**KURZAUFGABE 1:**
Zitieren Sie aus dem Interview mit Peter Doherty alles ab „Peter Doherty: Jetzt“ bis hinunter zu „ein bisschen sentimental.“.
**KURZAUFGABE 2:**
Beantworten Sie anhand des Interviews mit Peter Doherty:
(a) Aus welcher Stadt kommen die Reisenden laut Interview gerade?
(b) An welchem Gebäude haben einige Ukrainer protestiert?
(c) Was hat man laut Interview vor ein paar hundert Jahren über das Austrocknen des Rheins geglaubt?

**AUSGEWÄHLTER TEXT:**

Peter Doherty: Jetzt gerade in diesem Moment? Es ist ein bisschen stickig. Wir kommen gerade aus Barcelona und davor waren wir auch unterwegs. Immer nur kurze Besuche und dann in Hotels abgestiegen. Und am nächsten Morgen wachst du im Flieger auf. Wir sind jetzt gerade vom Flughafen gekommen. Aber, ok, das ist jetzt einfach mein persönliches Ding. Weißt du, wenn du nicht duschen kannst und schwitzend im Flieger gesessen hast, das ist blöd. Aber insgesamt geht's mir eigentlich gut. Ich fühle mich wohl. Ich bin fast ein bisschen sentimental.

Es ist wirklich komisch, nach Berlin zu kommen, weil ich von europäischer Geschichte besessen bin. Ich lese gerade alles Mögliche, was ich über das 20. Jahrhundert in die Hände kriege. Wir hatten 'ne Menge Staus auf dem Weg hierher. Und dann sind wir am Reichstag vorbeigefahren, wo gerade einige Ukrainer protestiert haben, weil sie nicht wollen, dass noch irgendwelche Geschäfte mit Putin gemacht werden. Und dann war da das Schloss ...

... naja und außerdem mache ich mir gerade wahnsinnig viele Gedanken über Wasser. Ich finde es wahnsinnig interessant, dass der Rhein so austrocknet und die ganzen Frachtschiffe nicht mehr über den Fluss fahren können. Faszinierend. Ich habe nämlich herausgefunden, dass das vor ein paar hundert Jahren schon einmal passiert ist. Und jetzt, nach all dieser Zeit, ist es wieder so. Der Fluss gibt Steine mit uralten Inschriften frei. Damals haben sie geglaubt, der Teufel hätte das Wasser gestohlen.

Vielleicht hat er es ja jetzt wieder geklaut.

Ja, vielleicht.

Sie haben jetzt erstmals eine größere Retrospektive Ihrer Werke. Was bedeutet es Ihnen, dass die ausgerechnet in Berlin stattfindet?

**Auszüge aus Pointing-Datensätzen:**
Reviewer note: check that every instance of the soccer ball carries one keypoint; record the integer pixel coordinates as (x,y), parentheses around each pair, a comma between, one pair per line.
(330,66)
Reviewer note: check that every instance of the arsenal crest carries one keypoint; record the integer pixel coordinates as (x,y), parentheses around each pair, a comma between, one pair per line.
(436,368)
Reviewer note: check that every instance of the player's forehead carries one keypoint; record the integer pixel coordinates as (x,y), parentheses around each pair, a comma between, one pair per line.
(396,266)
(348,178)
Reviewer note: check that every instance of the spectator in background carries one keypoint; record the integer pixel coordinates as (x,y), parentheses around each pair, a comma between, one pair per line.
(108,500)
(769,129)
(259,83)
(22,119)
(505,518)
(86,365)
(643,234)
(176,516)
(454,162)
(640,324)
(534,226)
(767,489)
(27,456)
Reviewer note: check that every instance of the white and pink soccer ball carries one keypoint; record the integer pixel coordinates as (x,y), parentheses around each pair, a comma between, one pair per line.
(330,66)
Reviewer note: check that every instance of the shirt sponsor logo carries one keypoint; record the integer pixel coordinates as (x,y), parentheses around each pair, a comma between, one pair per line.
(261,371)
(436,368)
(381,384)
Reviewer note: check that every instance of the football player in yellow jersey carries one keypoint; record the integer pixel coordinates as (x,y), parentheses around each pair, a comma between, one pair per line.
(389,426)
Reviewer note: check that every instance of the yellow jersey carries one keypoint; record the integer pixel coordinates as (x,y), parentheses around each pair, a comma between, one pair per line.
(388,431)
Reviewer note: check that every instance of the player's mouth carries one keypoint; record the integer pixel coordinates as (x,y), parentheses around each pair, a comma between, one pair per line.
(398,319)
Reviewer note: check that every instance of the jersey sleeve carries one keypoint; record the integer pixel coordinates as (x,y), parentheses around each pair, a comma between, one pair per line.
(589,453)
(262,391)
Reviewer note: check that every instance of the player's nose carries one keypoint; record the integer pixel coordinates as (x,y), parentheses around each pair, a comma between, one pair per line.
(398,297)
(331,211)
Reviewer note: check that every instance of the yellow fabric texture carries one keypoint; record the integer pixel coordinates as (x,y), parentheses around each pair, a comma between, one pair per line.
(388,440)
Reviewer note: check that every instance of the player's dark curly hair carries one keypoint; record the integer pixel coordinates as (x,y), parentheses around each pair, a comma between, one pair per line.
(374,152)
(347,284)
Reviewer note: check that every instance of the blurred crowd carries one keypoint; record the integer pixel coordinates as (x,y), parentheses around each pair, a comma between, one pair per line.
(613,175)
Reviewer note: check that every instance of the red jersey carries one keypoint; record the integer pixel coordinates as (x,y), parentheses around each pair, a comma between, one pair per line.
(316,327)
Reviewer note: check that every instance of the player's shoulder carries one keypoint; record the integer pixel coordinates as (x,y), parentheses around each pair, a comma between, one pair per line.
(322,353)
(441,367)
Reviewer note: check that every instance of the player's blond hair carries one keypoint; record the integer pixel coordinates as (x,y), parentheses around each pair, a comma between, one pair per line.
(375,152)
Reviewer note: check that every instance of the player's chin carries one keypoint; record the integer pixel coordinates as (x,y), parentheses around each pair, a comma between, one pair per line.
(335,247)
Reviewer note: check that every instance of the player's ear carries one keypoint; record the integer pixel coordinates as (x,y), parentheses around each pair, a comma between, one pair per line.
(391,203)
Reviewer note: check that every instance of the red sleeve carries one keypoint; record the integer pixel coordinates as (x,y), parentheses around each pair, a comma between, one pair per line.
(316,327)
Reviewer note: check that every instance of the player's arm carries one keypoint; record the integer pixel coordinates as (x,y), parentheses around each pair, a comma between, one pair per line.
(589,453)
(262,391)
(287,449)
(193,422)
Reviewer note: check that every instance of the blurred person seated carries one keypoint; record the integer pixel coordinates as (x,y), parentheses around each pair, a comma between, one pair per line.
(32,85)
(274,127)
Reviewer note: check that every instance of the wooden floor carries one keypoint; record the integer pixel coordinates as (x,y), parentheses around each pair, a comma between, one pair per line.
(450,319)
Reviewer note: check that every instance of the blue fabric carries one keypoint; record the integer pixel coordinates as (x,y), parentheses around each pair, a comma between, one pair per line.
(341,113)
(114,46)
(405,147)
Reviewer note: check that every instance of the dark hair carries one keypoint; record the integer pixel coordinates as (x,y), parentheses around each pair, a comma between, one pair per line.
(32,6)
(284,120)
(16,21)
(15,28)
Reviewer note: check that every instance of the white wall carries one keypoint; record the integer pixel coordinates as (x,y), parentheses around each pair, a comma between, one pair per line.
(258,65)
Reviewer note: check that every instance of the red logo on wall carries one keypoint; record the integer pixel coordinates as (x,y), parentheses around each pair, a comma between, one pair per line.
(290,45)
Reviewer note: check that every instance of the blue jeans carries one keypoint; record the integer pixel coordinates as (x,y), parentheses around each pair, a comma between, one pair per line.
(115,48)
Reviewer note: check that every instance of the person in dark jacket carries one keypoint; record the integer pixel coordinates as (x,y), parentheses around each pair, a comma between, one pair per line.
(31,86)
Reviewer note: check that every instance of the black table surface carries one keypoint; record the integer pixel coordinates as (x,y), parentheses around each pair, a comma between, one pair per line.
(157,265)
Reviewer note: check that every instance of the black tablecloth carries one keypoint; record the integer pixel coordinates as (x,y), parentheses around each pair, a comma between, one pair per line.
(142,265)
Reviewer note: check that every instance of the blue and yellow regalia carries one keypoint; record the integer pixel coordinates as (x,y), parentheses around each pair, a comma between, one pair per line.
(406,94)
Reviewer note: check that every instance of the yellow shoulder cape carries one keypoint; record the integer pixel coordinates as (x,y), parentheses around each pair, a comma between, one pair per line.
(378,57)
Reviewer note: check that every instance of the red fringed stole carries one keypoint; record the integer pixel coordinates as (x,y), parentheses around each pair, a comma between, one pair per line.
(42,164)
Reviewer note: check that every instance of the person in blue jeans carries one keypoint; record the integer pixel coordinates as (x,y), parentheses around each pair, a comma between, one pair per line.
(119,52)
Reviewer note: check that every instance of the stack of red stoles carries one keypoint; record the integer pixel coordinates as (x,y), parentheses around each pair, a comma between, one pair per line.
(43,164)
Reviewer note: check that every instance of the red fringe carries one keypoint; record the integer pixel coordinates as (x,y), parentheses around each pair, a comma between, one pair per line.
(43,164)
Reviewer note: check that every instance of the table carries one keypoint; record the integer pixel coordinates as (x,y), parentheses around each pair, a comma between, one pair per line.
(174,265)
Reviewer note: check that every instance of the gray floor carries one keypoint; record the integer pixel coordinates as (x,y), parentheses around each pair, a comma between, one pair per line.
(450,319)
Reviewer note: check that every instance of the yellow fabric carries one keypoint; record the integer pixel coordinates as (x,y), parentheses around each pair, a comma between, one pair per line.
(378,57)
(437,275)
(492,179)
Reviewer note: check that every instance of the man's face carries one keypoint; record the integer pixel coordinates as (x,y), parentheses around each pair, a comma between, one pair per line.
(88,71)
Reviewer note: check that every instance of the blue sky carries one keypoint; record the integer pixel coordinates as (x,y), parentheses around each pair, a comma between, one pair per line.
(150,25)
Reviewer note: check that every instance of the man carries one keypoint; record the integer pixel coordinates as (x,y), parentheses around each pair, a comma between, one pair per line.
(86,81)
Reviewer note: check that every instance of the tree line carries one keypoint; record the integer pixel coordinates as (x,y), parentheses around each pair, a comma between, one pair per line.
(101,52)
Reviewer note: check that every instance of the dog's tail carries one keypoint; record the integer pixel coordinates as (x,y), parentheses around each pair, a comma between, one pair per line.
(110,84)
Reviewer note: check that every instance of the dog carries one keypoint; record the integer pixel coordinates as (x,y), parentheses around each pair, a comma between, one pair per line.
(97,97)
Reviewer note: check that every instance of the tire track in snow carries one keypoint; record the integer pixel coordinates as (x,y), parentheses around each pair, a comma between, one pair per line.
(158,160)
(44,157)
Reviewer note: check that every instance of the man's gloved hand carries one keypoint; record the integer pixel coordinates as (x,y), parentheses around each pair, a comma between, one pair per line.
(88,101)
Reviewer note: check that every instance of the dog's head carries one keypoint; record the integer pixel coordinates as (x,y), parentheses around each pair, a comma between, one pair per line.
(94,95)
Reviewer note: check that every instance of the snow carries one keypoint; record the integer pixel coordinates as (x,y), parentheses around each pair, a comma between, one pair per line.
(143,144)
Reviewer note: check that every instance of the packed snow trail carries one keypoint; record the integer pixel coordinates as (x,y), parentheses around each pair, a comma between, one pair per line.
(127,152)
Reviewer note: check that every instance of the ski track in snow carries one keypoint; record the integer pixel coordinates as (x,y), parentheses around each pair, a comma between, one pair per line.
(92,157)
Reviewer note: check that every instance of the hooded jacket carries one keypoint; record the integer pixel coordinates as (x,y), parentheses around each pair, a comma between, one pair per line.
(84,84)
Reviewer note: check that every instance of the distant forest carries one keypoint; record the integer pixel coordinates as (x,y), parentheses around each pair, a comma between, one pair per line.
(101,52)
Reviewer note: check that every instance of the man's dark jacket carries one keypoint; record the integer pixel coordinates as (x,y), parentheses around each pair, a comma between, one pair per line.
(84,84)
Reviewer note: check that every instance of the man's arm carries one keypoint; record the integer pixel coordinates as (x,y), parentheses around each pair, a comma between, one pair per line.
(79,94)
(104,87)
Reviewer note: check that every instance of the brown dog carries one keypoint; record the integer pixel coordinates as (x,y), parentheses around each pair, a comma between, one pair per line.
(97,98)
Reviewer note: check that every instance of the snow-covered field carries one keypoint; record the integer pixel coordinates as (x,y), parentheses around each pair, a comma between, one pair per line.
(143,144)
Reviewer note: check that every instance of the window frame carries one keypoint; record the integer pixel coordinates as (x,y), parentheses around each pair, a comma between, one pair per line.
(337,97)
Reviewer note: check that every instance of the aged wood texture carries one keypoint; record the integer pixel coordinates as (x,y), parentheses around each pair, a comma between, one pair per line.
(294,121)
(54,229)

**ERGEBNIS 1:**
Peter Doherty: Jetzt gerade in diesem Moment? Es ist ein bisschen stickig. Wir kommen gerade aus Barcelona und davor waren wir auch unterwegs. Immer nur kurze Besuche und dann in Hotels abgestiegen. Und am nächsten Morgen wachst du im Flieger auf. Wir sind jetzt gerade vom Flughafen gekommen. Aber, ok, das ist jetzt einfach mein persönliches Ding. Weißt du, wenn du nicht duschen kannst und schwitzend im Flieger gesessen hast, das ist blöd. Aber insgesamt geht's mir eigentlich gut. Ich fühle mich wohl. Ich bin fast ein bisschen sentimental.

**ERGEBNIS 2:**
(a) Aus Barcelona.
(b) Am Reichstag.
(c) Dass der Teufel das Wasser gestohlen hätte.